## TO DO
Read the records and write them out again exactly.

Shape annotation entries
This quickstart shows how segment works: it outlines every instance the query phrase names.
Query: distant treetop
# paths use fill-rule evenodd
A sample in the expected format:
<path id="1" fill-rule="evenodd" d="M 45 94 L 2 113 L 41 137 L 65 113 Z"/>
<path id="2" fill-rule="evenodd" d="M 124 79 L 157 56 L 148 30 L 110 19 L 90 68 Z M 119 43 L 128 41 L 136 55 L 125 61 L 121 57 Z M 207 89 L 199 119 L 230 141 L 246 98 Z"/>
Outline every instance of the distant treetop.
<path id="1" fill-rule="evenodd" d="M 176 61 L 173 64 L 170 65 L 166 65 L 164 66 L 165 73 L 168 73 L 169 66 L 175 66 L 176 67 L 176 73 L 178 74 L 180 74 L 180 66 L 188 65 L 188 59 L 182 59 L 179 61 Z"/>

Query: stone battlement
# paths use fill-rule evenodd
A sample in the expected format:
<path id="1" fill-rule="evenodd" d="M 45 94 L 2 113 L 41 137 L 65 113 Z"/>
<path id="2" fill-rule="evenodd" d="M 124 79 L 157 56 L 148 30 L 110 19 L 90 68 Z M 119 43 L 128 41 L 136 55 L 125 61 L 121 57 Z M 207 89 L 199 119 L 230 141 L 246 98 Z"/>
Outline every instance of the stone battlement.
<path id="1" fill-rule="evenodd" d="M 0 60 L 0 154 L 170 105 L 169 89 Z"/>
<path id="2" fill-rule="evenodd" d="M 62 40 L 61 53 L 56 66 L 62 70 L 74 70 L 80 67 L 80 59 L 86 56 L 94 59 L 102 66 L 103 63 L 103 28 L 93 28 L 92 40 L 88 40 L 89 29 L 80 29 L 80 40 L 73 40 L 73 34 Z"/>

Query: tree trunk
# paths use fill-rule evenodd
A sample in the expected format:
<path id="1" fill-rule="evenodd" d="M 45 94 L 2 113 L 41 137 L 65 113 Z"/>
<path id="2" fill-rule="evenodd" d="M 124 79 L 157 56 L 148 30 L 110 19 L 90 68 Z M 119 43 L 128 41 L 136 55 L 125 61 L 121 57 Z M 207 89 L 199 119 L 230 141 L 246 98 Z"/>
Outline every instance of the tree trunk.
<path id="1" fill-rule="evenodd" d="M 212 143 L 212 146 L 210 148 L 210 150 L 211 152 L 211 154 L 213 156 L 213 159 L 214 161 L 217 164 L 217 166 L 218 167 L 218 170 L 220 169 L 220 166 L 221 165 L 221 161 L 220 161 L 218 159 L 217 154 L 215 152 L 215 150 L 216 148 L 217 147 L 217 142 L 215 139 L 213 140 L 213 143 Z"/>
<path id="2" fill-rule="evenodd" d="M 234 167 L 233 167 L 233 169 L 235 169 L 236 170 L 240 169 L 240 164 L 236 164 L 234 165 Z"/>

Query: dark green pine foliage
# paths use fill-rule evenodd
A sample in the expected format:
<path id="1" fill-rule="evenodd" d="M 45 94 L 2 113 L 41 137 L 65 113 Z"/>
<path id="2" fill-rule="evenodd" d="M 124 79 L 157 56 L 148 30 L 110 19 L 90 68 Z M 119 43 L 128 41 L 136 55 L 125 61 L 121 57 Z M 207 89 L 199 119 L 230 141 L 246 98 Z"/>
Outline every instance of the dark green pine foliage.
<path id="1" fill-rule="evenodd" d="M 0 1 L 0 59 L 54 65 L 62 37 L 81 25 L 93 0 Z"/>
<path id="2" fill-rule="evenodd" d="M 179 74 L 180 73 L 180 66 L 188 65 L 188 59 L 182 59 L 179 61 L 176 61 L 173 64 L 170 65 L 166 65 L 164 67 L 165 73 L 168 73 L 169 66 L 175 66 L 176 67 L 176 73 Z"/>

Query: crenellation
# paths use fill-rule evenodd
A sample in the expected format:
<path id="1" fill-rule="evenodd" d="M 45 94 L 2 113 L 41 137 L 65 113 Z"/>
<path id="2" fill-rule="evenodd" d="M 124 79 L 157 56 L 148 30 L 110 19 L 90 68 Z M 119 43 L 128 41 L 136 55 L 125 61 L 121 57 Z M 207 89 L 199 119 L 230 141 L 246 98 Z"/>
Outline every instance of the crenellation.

## CORRECT ANSWER
This quickstart shows how segment works: it outlines every instance the query phrase names.
Query: distant treetop
# paths use fill-rule evenodd
A sample in the expected format:
<path id="1" fill-rule="evenodd" d="M 45 94 L 2 113 L 41 137 L 65 113 Z"/>
<path id="2" fill-rule="evenodd" d="M 124 79 L 157 56 L 148 30 L 110 19 L 90 68 Z M 119 43 L 128 41 L 136 55 L 125 61 L 121 57 Z M 207 89 L 199 119 L 230 141 L 246 98 Z"/>
Outline every instance of the distant treetop.
<path id="1" fill-rule="evenodd" d="M 176 61 L 173 64 L 170 65 L 166 65 L 164 66 L 165 73 L 168 73 L 169 66 L 175 66 L 176 67 L 176 73 L 178 74 L 180 74 L 180 66 L 188 65 L 188 59 L 182 59 L 179 61 Z"/>

Query: stone battlement
# paths use fill-rule evenodd
A sample in the expected format:
<path id="1" fill-rule="evenodd" d="M 45 94 L 2 113 L 41 137 L 65 113 Z"/>
<path id="2" fill-rule="evenodd" d="M 124 79 L 157 56 L 148 30 L 110 19 L 90 68 Z M 119 43 L 128 41 L 136 55 L 125 61 L 121 57 Z M 207 89 L 199 119 L 230 141 L 246 98 Z"/>
Outline every instance of the stone battlement.
<path id="1" fill-rule="evenodd" d="M 0 60 L 0 154 L 170 105 L 169 89 Z"/>
<path id="2" fill-rule="evenodd" d="M 62 40 L 61 53 L 56 66 L 62 70 L 74 70 L 80 67 L 80 59 L 86 56 L 94 59 L 102 66 L 103 63 L 103 28 L 93 28 L 92 40 L 88 40 L 89 29 L 80 29 L 80 40 L 73 40 L 73 34 Z"/>

Query: tree trunk
# paths use fill-rule evenodd
A sample in the expected format:
<path id="1" fill-rule="evenodd" d="M 45 94 L 2 113 L 41 137 L 65 113 Z"/>
<path id="2" fill-rule="evenodd" d="M 124 79 L 157 56 L 148 30 L 110 19 L 90 68 Z M 119 43 L 128 41 L 136 55 L 125 61 L 121 57 Z M 207 89 L 199 119 L 230 141 L 246 98 Z"/>
Outline every instance of the tree trunk.
<path id="1" fill-rule="evenodd" d="M 212 143 L 212 146 L 210 148 L 210 150 L 211 152 L 211 154 L 213 156 L 213 159 L 214 161 L 217 164 L 217 166 L 218 167 L 218 170 L 220 169 L 220 166 L 221 165 L 221 161 L 220 161 L 218 159 L 217 154 L 215 152 L 215 150 L 216 148 L 217 147 L 217 142 L 215 139 L 213 140 L 213 143 Z"/>
<path id="2" fill-rule="evenodd" d="M 234 167 L 233 167 L 233 169 L 235 169 L 236 170 L 240 169 L 240 164 L 236 164 L 234 165 Z"/>

Query: dark green pine foliage
# paths use fill-rule evenodd
A sample in the expected format:
<path id="1" fill-rule="evenodd" d="M 45 94 L 2 113 L 41 137 L 65 113 Z"/>
<path id="2" fill-rule="evenodd" d="M 124 79 L 157 56 L 148 30 L 110 19 L 90 68 Z M 119 43 L 128 41 L 136 55 L 125 61 L 121 57 Z M 207 89 L 199 119 L 230 141 L 246 98 Z"/>
Outline every instance of the dark green pine foliage.
<path id="1" fill-rule="evenodd" d="M 0 1 L 0 59 L 54 65 L 62 37 L 81 25 L 93 0 Z"/>
<path id="2" fill-rule="evenodd" d="M 179 74 L 180 73 L 180 66 L 188 65 L 188 59 L 182 59 L 179 61 L 176 61 L 173 64 L 170 65 L 166 65 L 164 67 L 165 73 L 168 73 L 169 66 L 175 66 L 176 67 L 176 73 Z"/>

Query: crenellation
# paths use fill-rule evenodd
A sample in the expected format:
<path id="1" fill-rule="evenodd" d="M 45 94 L 2 113 L 41 137 L 65 113 Z"/>
<path id="2" fill-rule="evenodd" d="M 124 79 L 157 56 L 148 30 L 110 19 L 90 68 Z M 119 43 L 128 41 L 136 55 L 125 61 L 121 57 Z M 207 89 L 199 119 L 230 141 L 246 98 Z"/>
Outline every instance of the crenellation.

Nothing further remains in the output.